→ DOCUMENT TEXT:

She says the companies’ chatbots were trained on her book.
Sarah Silverman, Christopher Golden, and Richard Kadrey are suing OpenAI and Meta over violation of their copyrighted books. The trio says their works were pulled from illegal “shadow libraries” without their consent.
It's quite insulting when you dismiss without any greater reasoning than naming an argument. It's subtle, but it wouldn't exactly fly in any kind of serious rl discussion. There's a difference between addressing an argument and simply calling it names and refusing to provide elaboration.
Obviously you can't pay dead people, nor did I say you had to. You could easily simply start, without making it retroactive.
No, not necessarily. There is a huge legal difference between creating something for commercial gain vs creating it on a voluntary basis. When someone has monetized something, they are pulling in an income from which they can pay people.
When someone is doing something on a volunteer or amateur basis, they are not pulling in a similar income. We do stuff like this with our tax system all the time.

→ WORK INSTRUCTION 1:
Answer from the text on the authors' lawsuit against OpenAI and Meta:
(a) Which two companies are Sarah Silverman, Christopher Golden, and Richard Kadrey suing?
(b) Where do the three say their works were pulled from?
(c) What can someone who has monetized something do with the income they pull in?
→ WORK INSTRUCTION 2: Resume the text on the authors' lawsuit against OpenAI and Meta after its final sentence.
The listing plays no part in this work.

→ DATASET CONTENT:
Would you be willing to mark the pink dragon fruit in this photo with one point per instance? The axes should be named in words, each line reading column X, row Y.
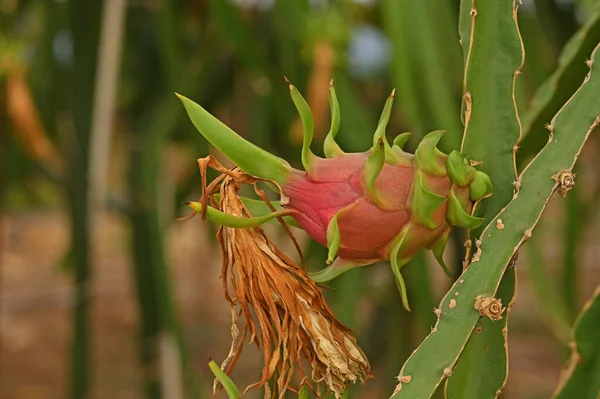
column 383, row 204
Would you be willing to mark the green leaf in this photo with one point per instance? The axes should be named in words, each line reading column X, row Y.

→ EXPECTED ANSWER 1:
(a) OpenAI and Meta.
(b) Illegal "shadow libraries," without their consent.
(c) Pay people.

→ EXPECTED ANSWER 2:
We can also draw a line between formal and informal instruction, all "learning" does not have to be the same, after all. There's no reason formal artistic training cannot be required to pay an additional fee where self-study does not. We actually already do this with more technical fields, it's even become a racket--college textbooks. Why do artists get to be exempt?
Again, you're missing the dystopian guild-nature of art that would result from your proposal. I do not understand why this is the hill you want to die on.
College textbooks are not a racket, but rather a result of monopolization of publishing. Why would you want to limit access further?
Unlike some people, I simply enjoy interesting conversation. Not crusading to change the world by fighting for my beliefs or whatever. I like intellectual exploration and discussion.
It's not a "hill" and I'm not "dying". It's a conversation. Not my fault if I'm surrounded by internet geeks.